### Written instruction 1
Write out only the lines of the listing below from the line with "The client would like the brick" to the line with "[72,107,101,156]", both included and requests kept. Raise every bounding-box coordinate in the answers by 128.

### Supplied text
The control unit 200 and the golf training device 100 is generally ambidextrous. That is, the golf training device 100 can be installed and used on either left-handed or right-handed clubs.

The golf training device 100 is configured to be at least partially removable from the golf club 10, and in some implementations, fully removable from the golf club 10. In some implementations, the golf training device 100 can be separated for compact transport and storage. For example, the control unit 200 and the flash unit 300 can be easily separated for storage. Similarly, the one or more sleeves 500 and the transmission cable 400 can also be separated for transport and storage.

While the figures of the present specification describe the golf club head 12 as a driver head, the present disclosure is not limited thereto, and implementations of the present disclosure can be used with other types of golf club 10 or head 12. The shape of the head 12 is only representative, and the actual shape can be dependent upon the specific club type, model, and manufacturer. However, as described below, in preferred embodiments, the flash unit 300 is placed coincident with a preferred location for striking the golf ball 31 with the golf club 10 in order to facilitate the training stimulus of the golf training device 100 (see FIGS. 9 and 13).

The flash unit 300 can generate a signaling light 310, and the control unit 200 can control the flash unit 300 to generate the signaling light 310. The signaling light 310 can be generated according to a predetermined input. For example, the signaling light 310 can be generated according to an impact detected by the control unit 200. In one implementation, the control unit 200 detects an impact on the golf club 10. The control unit 200 can control the generation of the signaling light 310 according to a mechanical impact threshold. The control unit 200 can control at least one of a duration of the signaling light 310, a pattern of the signaling light 310, and a color of the signaling light 310. For example, the control unit 200 can control the duration of the signaling light 310.

The flash unit 300 comprises one or more lights 390 to generate the signaling light 310. For example, the one or more lights 390 can be implemented as a light-emitting diode (LED) 398 and the flash unit 300 can comprise an LED 398 to generate the signaling light 310 according to one or more signals from the control unit 200. The one or more lights 390 and/or the LED 398 can be an analog device, and the control unit 200 can control the generation of the signaling light 310 by controlling an electrical current provided to the flash unit 300. For example, in one implementation, the control unit 200 provides an electrical current 210 to the flash unit 300 to control the flash unit 300 to generate the signaling light 310.

### Written instruction 2
Repeat the passage of the golf training device text word for word from "While the figures" to "FIGS. 9 and 13).".

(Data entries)
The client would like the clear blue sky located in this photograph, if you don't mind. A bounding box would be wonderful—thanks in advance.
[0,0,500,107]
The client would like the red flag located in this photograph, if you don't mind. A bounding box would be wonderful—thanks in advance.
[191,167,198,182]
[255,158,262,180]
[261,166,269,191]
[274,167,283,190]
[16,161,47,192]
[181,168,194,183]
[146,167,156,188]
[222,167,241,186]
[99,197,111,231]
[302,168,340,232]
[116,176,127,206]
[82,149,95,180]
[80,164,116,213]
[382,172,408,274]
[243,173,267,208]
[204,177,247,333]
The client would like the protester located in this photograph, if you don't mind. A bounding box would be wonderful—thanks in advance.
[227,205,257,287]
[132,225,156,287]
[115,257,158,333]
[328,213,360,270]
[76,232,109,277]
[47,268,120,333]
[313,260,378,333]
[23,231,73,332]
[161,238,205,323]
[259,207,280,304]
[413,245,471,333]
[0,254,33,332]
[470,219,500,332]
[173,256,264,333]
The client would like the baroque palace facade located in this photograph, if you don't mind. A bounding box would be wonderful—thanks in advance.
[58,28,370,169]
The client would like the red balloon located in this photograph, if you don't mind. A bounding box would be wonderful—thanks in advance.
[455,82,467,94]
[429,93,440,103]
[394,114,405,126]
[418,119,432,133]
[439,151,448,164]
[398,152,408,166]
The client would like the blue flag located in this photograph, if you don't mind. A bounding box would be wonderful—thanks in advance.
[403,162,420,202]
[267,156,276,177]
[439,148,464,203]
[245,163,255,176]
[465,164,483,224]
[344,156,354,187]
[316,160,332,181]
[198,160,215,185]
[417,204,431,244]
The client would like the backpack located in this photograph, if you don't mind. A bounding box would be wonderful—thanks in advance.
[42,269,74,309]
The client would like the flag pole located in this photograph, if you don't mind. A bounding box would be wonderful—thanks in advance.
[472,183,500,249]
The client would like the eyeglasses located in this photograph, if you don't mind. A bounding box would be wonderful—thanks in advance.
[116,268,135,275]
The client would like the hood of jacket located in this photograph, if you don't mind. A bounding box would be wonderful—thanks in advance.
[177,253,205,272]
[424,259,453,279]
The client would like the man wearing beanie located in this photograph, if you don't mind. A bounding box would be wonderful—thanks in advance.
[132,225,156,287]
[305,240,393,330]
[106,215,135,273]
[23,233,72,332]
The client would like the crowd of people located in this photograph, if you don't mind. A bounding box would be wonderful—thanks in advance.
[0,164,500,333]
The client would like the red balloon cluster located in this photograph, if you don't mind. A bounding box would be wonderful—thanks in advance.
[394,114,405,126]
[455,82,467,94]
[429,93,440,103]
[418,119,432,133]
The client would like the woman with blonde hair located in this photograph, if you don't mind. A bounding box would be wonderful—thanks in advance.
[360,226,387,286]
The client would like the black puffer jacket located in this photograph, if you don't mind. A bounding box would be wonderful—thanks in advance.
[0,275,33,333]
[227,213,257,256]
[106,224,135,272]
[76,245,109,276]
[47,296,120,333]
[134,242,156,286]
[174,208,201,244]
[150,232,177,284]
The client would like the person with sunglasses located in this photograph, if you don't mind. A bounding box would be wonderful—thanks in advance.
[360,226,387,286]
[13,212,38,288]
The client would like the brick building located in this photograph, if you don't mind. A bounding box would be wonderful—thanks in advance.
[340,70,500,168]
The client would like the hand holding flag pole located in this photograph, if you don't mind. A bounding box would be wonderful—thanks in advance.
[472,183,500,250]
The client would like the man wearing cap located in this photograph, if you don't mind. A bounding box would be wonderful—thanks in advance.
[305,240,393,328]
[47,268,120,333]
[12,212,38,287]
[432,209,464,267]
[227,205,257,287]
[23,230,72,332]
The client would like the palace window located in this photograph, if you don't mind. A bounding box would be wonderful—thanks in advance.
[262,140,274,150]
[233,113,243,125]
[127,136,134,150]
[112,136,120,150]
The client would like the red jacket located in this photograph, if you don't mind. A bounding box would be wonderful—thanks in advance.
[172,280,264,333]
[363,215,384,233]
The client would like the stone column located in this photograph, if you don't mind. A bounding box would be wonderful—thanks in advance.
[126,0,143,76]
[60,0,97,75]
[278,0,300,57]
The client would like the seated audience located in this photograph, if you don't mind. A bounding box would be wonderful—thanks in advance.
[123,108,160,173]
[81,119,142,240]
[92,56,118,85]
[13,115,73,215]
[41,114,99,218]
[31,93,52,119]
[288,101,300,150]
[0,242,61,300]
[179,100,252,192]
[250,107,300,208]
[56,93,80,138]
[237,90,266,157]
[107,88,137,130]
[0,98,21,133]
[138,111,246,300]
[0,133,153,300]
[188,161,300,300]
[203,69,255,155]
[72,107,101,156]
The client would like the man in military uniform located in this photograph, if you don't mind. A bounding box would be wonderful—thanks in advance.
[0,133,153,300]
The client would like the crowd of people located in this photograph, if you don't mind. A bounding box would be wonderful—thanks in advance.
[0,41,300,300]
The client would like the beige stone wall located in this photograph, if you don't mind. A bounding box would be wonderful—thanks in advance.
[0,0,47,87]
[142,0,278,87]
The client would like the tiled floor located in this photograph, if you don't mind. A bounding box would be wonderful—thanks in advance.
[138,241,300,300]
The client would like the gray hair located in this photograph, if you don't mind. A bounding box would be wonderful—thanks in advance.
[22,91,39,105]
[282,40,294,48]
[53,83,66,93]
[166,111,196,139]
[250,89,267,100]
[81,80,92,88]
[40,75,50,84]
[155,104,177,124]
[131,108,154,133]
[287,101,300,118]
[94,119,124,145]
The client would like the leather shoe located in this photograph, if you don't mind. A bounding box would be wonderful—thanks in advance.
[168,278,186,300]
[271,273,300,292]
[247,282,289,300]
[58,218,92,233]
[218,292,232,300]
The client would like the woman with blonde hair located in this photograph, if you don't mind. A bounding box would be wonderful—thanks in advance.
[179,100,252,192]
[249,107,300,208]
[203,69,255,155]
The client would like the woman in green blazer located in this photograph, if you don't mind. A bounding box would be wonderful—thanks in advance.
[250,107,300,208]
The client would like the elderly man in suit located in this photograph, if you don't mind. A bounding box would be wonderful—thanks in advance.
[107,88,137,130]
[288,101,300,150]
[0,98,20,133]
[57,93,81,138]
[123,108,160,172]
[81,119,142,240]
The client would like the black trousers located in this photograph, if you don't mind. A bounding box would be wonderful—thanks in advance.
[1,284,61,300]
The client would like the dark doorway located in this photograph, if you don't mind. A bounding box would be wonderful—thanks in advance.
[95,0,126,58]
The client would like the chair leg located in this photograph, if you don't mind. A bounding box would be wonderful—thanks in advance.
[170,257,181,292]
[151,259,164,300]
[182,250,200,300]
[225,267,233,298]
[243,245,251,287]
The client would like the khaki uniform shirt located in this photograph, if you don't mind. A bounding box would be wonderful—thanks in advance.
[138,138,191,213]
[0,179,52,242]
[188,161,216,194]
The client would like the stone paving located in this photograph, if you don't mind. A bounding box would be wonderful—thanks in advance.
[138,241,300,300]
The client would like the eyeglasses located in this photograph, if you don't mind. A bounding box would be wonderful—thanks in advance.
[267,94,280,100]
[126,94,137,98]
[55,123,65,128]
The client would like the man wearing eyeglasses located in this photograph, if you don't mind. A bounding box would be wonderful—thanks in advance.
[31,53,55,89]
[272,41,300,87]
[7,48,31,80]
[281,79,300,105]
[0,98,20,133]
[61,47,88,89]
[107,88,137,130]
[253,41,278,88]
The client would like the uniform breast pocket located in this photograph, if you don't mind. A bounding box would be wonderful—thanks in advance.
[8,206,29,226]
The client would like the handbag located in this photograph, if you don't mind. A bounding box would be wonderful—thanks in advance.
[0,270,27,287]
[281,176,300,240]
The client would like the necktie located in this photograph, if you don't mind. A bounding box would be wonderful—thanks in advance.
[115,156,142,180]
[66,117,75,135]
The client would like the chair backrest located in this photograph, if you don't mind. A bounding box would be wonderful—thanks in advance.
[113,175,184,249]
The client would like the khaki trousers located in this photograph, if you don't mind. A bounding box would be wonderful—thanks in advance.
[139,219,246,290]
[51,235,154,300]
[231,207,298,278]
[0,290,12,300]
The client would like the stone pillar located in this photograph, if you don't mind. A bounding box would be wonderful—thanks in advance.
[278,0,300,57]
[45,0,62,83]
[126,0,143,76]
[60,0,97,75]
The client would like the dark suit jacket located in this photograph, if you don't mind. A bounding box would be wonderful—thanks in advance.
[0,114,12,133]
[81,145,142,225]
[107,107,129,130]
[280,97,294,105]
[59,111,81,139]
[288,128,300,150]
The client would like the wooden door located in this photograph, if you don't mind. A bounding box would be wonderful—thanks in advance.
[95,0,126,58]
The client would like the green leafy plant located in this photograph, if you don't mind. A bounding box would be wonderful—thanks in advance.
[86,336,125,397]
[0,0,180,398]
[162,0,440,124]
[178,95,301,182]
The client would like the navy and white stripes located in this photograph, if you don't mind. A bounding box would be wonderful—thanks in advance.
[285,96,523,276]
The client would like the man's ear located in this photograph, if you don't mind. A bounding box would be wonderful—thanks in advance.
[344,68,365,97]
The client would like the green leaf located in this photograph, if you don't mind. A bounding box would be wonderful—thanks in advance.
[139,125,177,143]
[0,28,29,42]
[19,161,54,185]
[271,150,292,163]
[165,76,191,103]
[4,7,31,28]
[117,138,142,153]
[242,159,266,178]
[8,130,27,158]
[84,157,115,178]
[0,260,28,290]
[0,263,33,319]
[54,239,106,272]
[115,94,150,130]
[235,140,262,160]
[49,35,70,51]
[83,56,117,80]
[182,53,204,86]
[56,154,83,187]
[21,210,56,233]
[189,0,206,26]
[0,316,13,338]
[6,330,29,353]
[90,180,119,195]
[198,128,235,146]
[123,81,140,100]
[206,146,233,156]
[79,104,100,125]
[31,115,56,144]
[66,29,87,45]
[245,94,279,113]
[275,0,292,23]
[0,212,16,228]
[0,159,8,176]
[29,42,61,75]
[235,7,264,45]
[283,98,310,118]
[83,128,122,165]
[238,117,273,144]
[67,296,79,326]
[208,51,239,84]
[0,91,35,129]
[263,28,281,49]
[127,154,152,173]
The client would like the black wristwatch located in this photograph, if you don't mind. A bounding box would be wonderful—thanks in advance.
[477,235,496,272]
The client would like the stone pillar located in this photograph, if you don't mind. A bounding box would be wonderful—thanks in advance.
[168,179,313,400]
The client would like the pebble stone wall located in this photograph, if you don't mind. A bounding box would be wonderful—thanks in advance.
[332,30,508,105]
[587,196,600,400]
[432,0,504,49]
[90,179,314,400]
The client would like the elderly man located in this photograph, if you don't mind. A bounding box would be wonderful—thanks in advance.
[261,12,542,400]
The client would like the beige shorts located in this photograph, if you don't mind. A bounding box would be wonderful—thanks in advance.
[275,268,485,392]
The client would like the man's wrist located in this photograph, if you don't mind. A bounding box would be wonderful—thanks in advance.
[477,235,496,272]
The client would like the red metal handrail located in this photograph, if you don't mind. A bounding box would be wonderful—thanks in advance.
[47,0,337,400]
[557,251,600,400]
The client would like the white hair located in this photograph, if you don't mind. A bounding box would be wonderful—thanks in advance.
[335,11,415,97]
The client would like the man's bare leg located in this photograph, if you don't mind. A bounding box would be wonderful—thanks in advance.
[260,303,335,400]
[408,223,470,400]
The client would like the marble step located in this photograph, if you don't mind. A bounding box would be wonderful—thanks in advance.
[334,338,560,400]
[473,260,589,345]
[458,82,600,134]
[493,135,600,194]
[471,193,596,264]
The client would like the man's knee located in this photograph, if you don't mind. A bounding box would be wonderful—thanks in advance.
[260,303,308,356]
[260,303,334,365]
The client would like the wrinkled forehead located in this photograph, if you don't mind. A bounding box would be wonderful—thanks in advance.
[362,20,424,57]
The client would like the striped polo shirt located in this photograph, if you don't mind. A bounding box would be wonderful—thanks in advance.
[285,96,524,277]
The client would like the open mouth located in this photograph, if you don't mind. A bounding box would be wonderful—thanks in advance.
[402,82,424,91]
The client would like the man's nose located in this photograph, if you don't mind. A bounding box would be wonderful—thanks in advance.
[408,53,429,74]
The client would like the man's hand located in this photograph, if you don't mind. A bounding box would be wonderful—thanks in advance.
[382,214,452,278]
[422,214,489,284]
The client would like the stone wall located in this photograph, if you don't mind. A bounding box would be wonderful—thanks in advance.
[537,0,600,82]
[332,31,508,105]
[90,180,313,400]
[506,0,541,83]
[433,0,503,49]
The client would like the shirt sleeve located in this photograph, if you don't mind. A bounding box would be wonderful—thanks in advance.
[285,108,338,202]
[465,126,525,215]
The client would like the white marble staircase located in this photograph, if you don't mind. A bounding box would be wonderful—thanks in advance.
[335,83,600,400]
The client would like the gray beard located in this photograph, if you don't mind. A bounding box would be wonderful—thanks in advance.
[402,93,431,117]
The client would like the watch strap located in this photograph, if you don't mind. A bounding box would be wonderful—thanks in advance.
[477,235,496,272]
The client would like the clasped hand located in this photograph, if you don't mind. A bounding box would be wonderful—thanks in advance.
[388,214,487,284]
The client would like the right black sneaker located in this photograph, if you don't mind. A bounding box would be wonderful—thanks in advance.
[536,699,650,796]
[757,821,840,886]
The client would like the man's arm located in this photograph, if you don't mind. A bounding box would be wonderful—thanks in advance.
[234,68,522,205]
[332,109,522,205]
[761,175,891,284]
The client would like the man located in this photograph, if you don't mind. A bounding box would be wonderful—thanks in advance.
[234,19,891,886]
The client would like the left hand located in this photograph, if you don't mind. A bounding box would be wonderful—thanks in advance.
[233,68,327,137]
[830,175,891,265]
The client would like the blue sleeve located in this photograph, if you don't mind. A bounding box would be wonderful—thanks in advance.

### Task solution 1
The client would like the brick building located in this photograph, if you don't mind. A bounding box would be wonderful—thanks in advance.
[468,198,628,296]
The client would like the hand holding flag pole located in this photograph, if you don't mind. A bounding box would be wonderful—thanks in advance.
[600,311,628,378]
The client would like the man wearing cap located in this photograph, if you don't mind. A bounding box would be wonderful—thanks in advance.
[433,368,521,456]
[175,396,248,461]
[140,340,166,415]
[560,337,592,395]
[355,333,385,415]
[151,358,200,460]
The client would like the palace window located in this photograph, if you don't mind. A bounding box would be wonderful—thanks in advance.
[390,268,402,278]
[361,241,371,253]
[255,264,262,278]
[240,264,248,278]
The client would like the red jacket located in this photograph, if you don't mind. A bounding box would be wonderful—thanks in advance.
[300,408,392,461]
[491,343,512,361]
The client would like the stone column located in this photograph, if you don't mind. A bounding box would be wonderful—thanks in advance.
[254,128,271,204]
[188,128,225,203]
[406,128,428,185]
The client would like the seated audience located in this photograph, if you don't mind. A bounding box would be wonderful—thanks in advance.
[251,236,288,301]
[209,247,270,368]
[220,184,246,213]
[141,243,201,343]
[169,242,227,346]
[159,221,180,247]
[416,229,428,278]
[128,370,189,428]
[307,228,380,320]
[378,235,428,336]
[184,221,208,266]
[365,218,394,285]
[235,216,265,258]
[128,226,149,261]
[266,239,374,428]
[128,261,281,428]
[316,289,428,428]
[331,197,383,283]
[200,235,229,284]

### Task solution 2
While the figures of the present specification describe the golf club head 12 as a driver head, the present disclosure is not limited thereto, and implementations of the present disclosure can be used with other types of golf club 10 or head 12. The shape of the head 12 is only representative, and the actual shape can be dependent upon the specific club type, model, and manufacturer. However, as described below, in preferred embodiments, the flash unit 300 is placed coincident with a preferred location for striking the golf ball 31 with the golf club 10 in order to facilitate the training stimulus of the golf training device 100 (see FIGS. 9 and 13).